═════ ENTRIES SHOWN

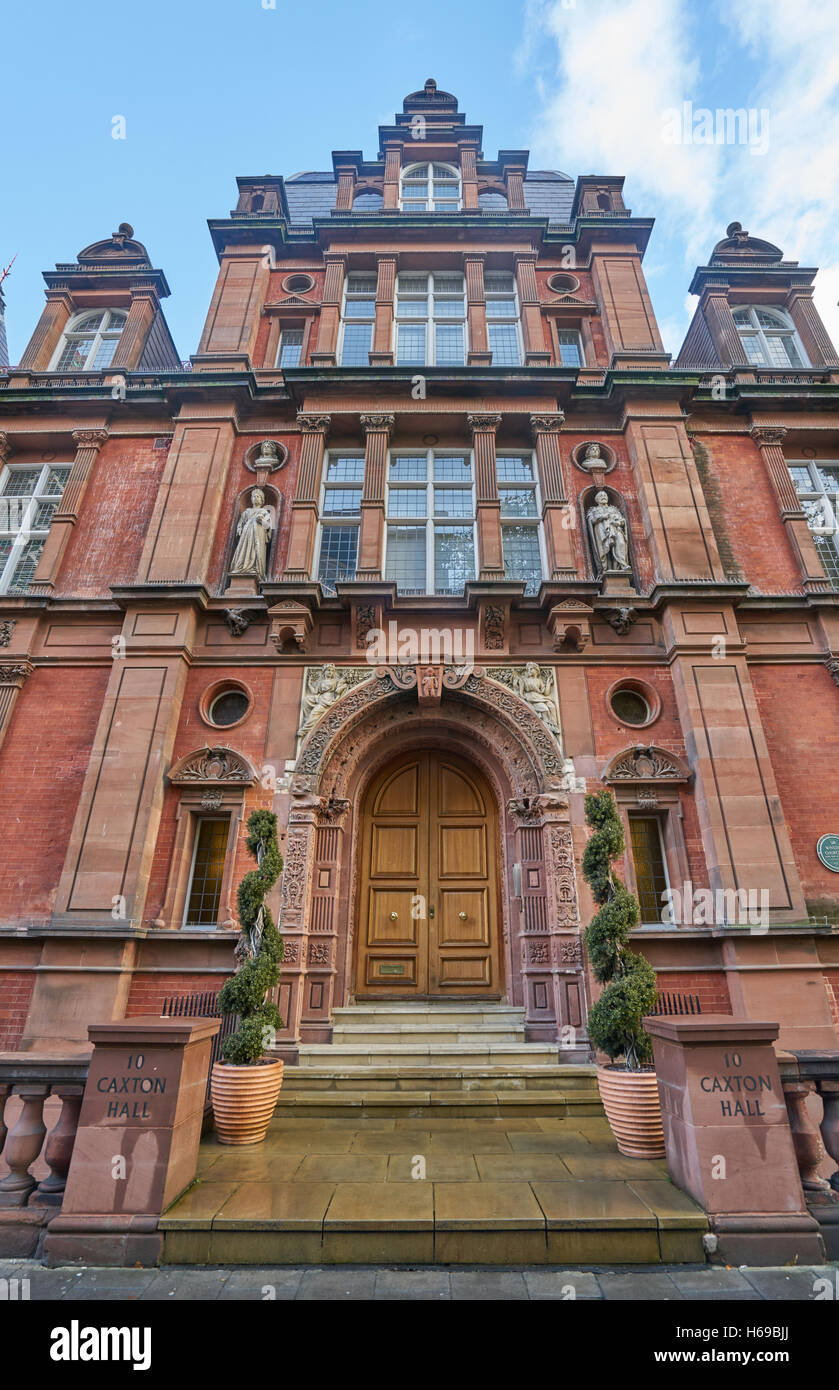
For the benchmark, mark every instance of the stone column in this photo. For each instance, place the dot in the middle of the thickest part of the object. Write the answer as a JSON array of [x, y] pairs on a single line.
[[392, 167], [491, 558], [478, 353], [382, 337], [11, 683], [811, 331], [536, 355], [770, 441], [557, 516], [88, 444], [50, 325], [304, 508], [371, 541], [325, 353]]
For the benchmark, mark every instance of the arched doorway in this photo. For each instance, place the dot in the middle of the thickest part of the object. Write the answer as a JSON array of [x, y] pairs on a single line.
[[428, 905]]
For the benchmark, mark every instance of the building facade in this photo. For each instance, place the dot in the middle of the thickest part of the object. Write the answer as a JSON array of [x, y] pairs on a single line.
[[427, 540]]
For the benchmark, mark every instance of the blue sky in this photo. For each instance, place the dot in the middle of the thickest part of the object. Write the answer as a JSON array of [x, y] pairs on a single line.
[[236, 86]]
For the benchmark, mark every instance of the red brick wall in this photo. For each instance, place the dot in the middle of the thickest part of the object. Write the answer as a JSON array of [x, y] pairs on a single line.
[[710, 986], [750, 513], [109, 537], [42, 769], [149, 991], [799, 708], [15, 991]]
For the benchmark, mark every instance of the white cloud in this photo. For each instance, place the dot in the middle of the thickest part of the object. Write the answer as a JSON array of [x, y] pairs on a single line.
[[620, 64]]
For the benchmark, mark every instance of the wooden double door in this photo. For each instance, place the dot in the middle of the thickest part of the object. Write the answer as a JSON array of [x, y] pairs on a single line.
[[428, 919]]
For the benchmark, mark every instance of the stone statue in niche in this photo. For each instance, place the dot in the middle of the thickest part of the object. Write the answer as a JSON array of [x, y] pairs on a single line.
[[322, 687], [253, 533], [607, 527]]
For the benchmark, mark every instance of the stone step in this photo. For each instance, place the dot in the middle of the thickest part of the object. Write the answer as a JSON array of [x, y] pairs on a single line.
[[327, 1055], [429, 1104], [354, 1033], [570, 1079]]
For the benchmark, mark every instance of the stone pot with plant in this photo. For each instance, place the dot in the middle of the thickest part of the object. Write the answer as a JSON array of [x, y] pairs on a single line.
[[628, 1084], [245, 1084]]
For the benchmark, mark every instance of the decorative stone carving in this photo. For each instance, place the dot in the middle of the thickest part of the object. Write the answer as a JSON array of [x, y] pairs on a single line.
[[238, 620], [621, 619], [266, 456], [253, 531], [536, 685], [213, 765], [495, 617], [322, 687], [646, 765], [591, 458], [607, 528], [292, 623]]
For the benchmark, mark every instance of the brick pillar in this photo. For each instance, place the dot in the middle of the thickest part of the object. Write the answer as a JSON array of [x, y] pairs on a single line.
[[811, 331], [770, 441], [536, 353], [324, 356], [491, 560], [392, 167], [135, 332], [724, 331], [556, 512], [478, 353], [304, 508], [50, 325], [468, 174], [382, 338], [371, 542], [88, 444]]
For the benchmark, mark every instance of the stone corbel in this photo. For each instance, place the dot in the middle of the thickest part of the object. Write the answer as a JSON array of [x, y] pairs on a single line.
[[291, 623]]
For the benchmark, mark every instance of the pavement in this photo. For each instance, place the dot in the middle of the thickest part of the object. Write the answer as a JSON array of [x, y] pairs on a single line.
[[663, 1283]]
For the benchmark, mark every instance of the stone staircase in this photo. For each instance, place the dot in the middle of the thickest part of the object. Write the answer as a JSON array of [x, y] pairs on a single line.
[[420, 1059]]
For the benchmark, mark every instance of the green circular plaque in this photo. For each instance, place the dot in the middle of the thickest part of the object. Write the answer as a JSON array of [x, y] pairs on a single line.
[[828, 852]]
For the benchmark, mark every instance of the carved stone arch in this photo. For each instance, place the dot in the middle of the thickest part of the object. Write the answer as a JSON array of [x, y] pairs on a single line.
[[272, 499], [218, 766], [539, 762], [646, 763]]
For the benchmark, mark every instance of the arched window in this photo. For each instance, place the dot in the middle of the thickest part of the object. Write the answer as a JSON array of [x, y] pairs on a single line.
[[768, 337], [429, 188], [89, 341]]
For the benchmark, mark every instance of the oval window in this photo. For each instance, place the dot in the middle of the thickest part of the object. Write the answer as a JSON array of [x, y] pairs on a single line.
[[228, 708], [629, 706]]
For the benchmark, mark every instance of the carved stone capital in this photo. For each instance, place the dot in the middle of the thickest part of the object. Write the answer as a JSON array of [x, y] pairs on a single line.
[[89, 438], [767, 435], [484, 423], [314, 424], [377, 423], [547, 424]]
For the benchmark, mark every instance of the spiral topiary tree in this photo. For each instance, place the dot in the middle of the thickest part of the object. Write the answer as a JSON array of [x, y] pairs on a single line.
[[614, 1020], [260, 947]]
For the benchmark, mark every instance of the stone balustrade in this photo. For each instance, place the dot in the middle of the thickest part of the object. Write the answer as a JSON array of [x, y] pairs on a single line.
[[804, 1075], [32, 1079]]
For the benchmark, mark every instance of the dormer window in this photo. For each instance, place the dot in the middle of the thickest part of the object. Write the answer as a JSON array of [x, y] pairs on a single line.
[[768, 337], [429, 188], [89, 341]]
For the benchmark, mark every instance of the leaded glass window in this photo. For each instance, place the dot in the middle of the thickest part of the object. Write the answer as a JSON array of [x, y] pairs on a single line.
[[28, 499]]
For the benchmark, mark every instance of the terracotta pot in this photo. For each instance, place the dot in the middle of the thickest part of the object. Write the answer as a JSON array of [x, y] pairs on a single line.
[[243, 1100], [634, 1111]]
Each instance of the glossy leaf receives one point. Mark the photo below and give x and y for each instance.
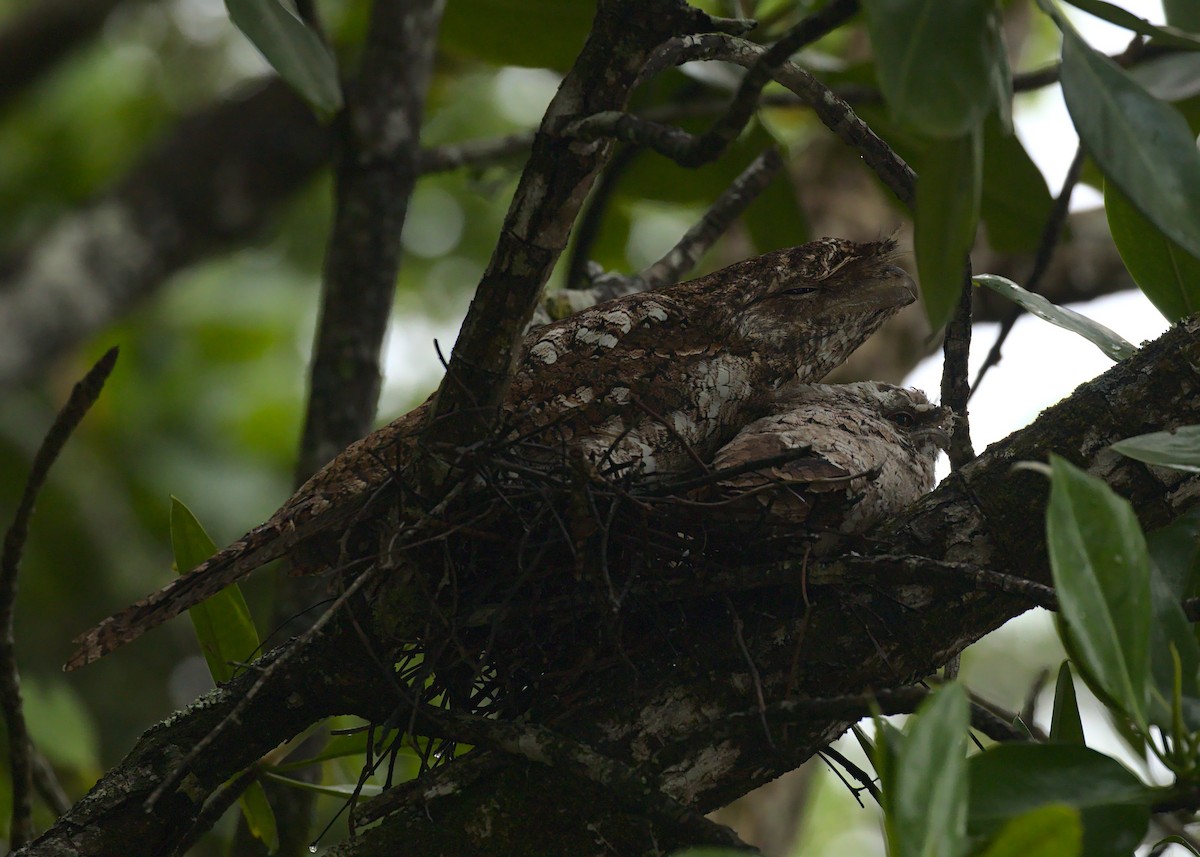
(1115, 15)
(1173, 77)
(1174, 661)
(1179, 449)
(945, 222)
(1012, 779)
(1053, 831)
(1066, 726)
(1163, 270)
(259, 816)
(1175, 550)
(937, 63)
(928, 790)
(1175, 840)
(1115, 346)
(223, 627)
(1141, 144)
(1101, 570)
(292, 48)
(1183, 15)
(340, 790)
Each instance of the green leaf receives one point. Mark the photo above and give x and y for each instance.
(941, 65)
(928, 789)
(1175, 840)
(292, 48)
(1012, 779)
(1179, 448)
(339, 747)
(946, 219)
(484, 30)
(341, 790)
(1163, 270)
(1101, 570)
(1108, 341)
(1066, 726)
(1015, 202)
(223, 627)
(1171, 77)
(60, 725)
(1053, 831)
(1183, 15)
(1174, 661)
(1141, 144)
(259, 816)
(1115, 15)
(1175, 550)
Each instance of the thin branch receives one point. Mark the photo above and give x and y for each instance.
(683, 257)
(834, 113)
(544, 747)
(888, 565)
(955, 384)
(694, 150)
(215, 807)
(593, 216)
(377, 169)
(1051, 233)
(552, 189)
(21, 748)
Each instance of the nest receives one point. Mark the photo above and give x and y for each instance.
(541, 568)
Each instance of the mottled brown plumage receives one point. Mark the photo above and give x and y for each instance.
(652, 383)
(868, 451)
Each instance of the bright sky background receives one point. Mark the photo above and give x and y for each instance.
(1042, 365)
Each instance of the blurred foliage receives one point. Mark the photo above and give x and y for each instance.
(208, 396)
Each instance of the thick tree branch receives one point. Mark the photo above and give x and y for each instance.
(210, 184)
(861, 634)
(377, 168)
(856, 637)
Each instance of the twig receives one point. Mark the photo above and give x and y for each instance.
(982, 579)
(955, 385)
(544, 747)
(861, 775)
(1050, 235)
(21, 748)
(376, 171)
(834, 113)
(544, 209)
(587, 231)
(234, 715)
(215, 807)
(676, 264)
(755, 676)
(694, 150)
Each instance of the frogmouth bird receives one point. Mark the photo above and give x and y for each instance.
(864, 451)
(643, 385)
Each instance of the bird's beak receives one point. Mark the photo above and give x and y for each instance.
(889, 288)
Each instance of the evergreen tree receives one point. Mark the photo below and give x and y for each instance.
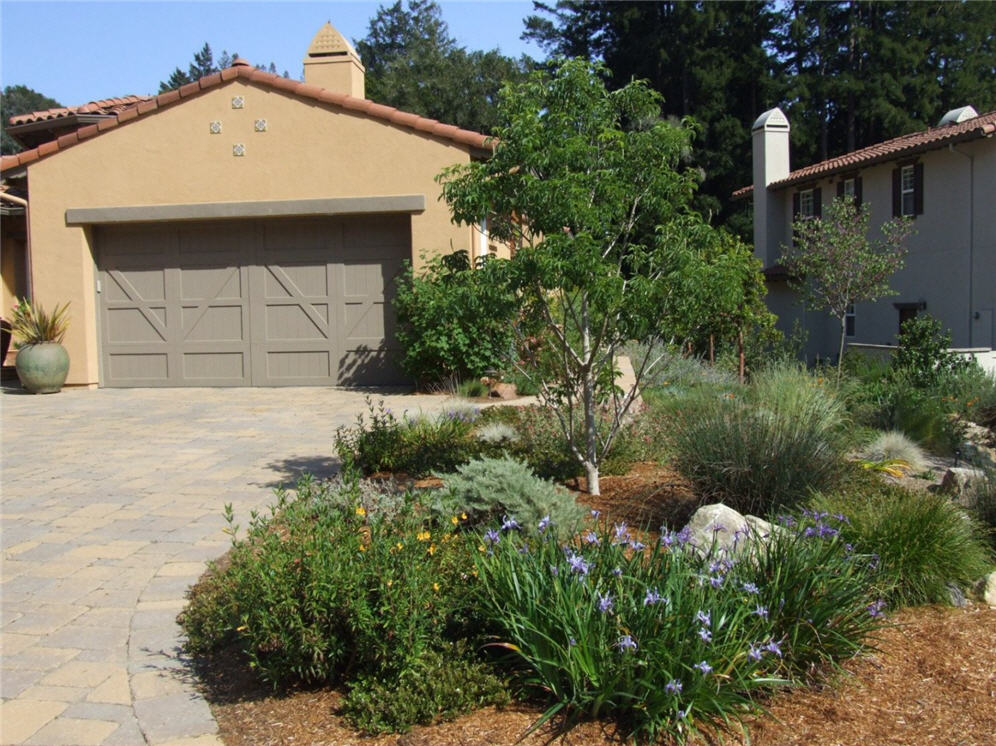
(414, 64)
(19, 99)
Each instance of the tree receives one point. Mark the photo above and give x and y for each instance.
(589, 186)
(19, 99)
(414, 64)
(836, 265)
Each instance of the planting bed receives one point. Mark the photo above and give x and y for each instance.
(933, 679)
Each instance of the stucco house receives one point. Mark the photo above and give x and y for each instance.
(243, 230)
(943, 178)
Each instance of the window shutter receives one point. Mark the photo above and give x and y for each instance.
(897, 197)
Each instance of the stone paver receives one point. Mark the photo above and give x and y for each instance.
(111, 505)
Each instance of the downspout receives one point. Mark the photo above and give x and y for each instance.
(27, 235)
(971, 237)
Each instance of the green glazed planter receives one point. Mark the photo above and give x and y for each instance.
(43, 367)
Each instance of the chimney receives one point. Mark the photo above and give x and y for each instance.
(770, 135)
(332, 63)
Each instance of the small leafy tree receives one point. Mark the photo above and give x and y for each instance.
(590, 186)
(835, 264)
(454, 321)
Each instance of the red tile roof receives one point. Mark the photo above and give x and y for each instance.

══════════

_WRITTEN REQUEST_
Arrange everything in the records from the line containing "For the benchmark, mark every instance of the brick" down to the line containing "542], [88, 444]]", inclusive, as a JSON list of strings with one string per line and blank lines omitted.

_TASK OUTPUT_
[
  "For the benchmark, mark every instance of the brick pillar in this photo. For each instance, place the dot in the middle of the thickest part of the object. Write the answer as a JSON array of [x, y] pairs on a single line.",
  "[[811, 331], [770, 441], [536, 353], [324, 356], [491, 560], [392, 167], [135, 332], [724, 331], [556, 512], [478, 353], [304, 508], [50, 325], [468, 174], [382, 338], [371, 542], [88, 444]]"
]